--- GIVEN DATA ---

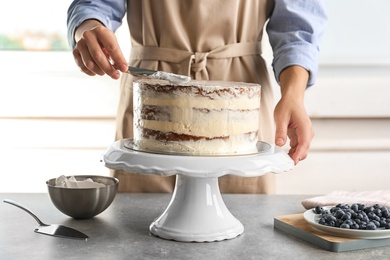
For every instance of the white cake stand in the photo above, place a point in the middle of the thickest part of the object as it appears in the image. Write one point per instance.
(196, 212)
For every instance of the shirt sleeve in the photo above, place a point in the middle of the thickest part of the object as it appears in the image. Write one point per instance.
(295, 30)
(108, 12)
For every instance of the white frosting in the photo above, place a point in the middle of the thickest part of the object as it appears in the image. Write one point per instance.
(222, 117)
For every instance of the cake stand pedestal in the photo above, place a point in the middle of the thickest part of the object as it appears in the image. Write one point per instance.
(196, 212)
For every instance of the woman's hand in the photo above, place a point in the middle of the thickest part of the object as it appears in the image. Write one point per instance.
(97, 50)
(290, 115)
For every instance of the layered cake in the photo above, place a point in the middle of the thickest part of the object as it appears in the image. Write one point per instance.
(197, 117)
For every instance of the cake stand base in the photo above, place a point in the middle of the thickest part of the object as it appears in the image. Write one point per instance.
(196, 213)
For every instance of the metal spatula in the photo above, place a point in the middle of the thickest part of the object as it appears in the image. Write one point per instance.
(51, 230)
(154, 74)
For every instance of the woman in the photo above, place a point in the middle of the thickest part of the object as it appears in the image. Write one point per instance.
(207, 40)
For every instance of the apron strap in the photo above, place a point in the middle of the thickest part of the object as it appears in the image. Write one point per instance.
(194, 61)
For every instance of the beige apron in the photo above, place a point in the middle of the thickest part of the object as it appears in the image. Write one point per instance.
(208, 40)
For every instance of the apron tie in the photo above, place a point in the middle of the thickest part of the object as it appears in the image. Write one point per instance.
(194, 61)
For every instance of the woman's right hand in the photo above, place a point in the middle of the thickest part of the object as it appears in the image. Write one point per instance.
(97, 50)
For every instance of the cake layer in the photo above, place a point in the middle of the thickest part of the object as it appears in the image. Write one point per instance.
(234, 145)
(198, 117)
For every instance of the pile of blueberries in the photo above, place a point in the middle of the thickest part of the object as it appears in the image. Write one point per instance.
(354, 216)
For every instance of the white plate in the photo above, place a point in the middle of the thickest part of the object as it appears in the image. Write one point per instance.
(313, 218)
(118, 156)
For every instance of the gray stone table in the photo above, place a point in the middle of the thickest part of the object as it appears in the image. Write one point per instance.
(122, 232)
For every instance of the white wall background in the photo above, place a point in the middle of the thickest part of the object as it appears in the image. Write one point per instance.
(54, 120)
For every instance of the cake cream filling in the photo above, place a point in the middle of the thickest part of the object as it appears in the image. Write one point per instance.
(212, 124)
(238, 144)
(240, 103)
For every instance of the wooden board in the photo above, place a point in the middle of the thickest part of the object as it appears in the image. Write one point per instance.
(297, 226)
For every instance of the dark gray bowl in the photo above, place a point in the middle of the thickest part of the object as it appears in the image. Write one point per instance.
(82, 203)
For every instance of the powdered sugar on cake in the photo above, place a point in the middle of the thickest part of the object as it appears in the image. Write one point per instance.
(198, 117)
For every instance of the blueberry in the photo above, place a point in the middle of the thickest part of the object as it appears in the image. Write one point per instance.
(318, 209)
(387, 226)
(345, 226)
(378, 212)
(371, 226)
(355, 226)
(355, 207)
(377, 223)
(339, 213)
(346, 216)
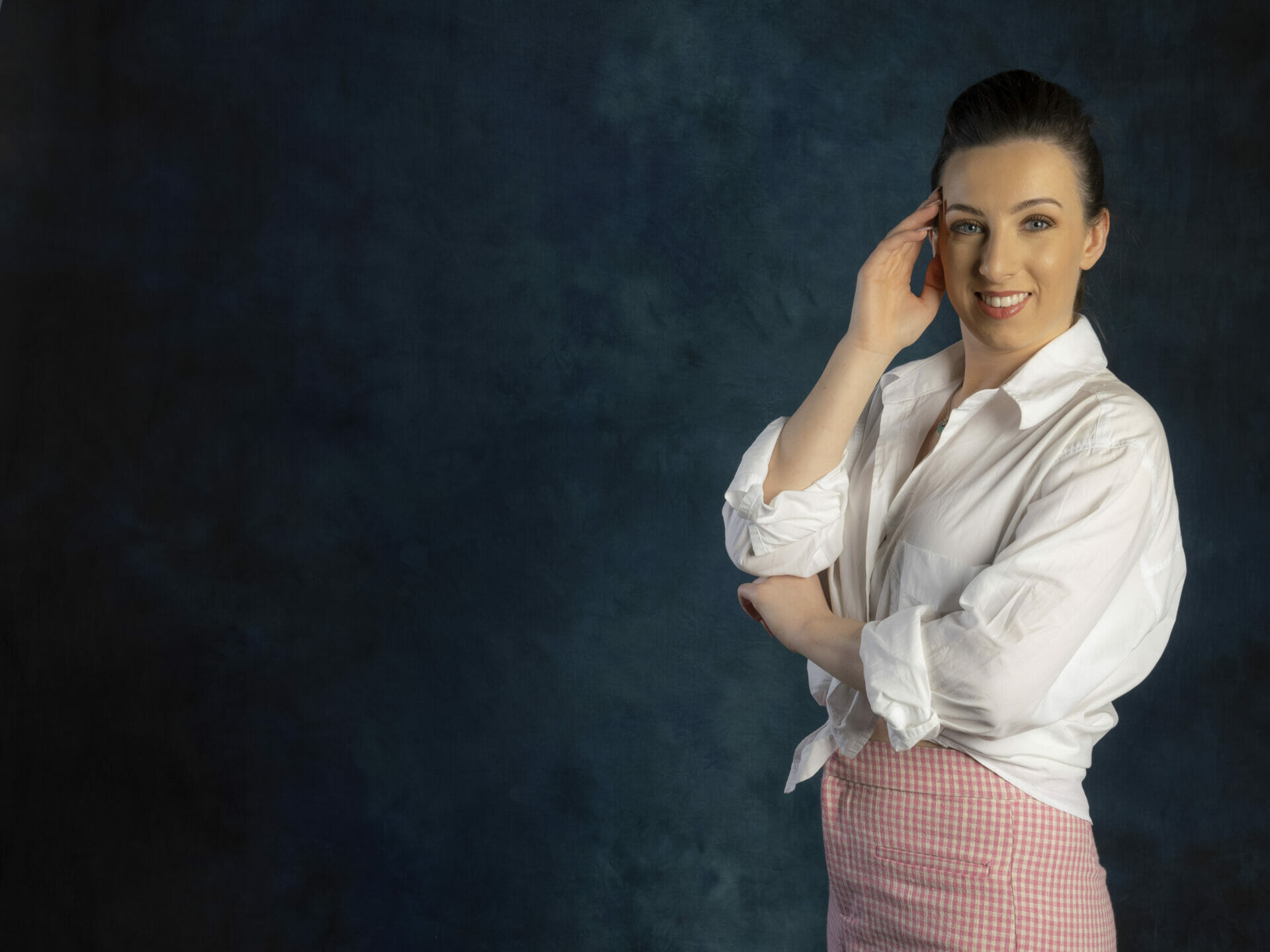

---

WHAT IS EXPECTED =>
Return every line of the data above that contains the word "cake", treating uppercase and lowercase as different.

COMPLETE OUTPUT =>
For every instance of the white cake stand in the photo above, place a point in the middle of the thickest part of the object as it appears in the image. Write one point per instance.
For every instance of the cake stand pedestal in the photo above, place a point in the middle of the thickest part of the object as it appears in the image. Write one point per instance.
For every instance of the layered cake in the photo above, place a point in the middle of the thickest part of the object as it appears in the image. Write one point per instance.
For every instance of the cake stand base in the photo above, place a point in the middle of the thickest part of the object as it appears in the image. Write one point per instance.
For every instance of the cake layer in the photo above, place a point in the middle of the thickest part of the object as it appears in the image. Write one point per instance.
For every instance of the cake cream filling in the photo above, place a point in the middle of the thickest part of the object as it appears in the image. Write one point per instance.
For every instance of the powdered sugar on cake in the photo above, place a point in the middle of the thickest part of the object as it appears in the image. Write one point per instance.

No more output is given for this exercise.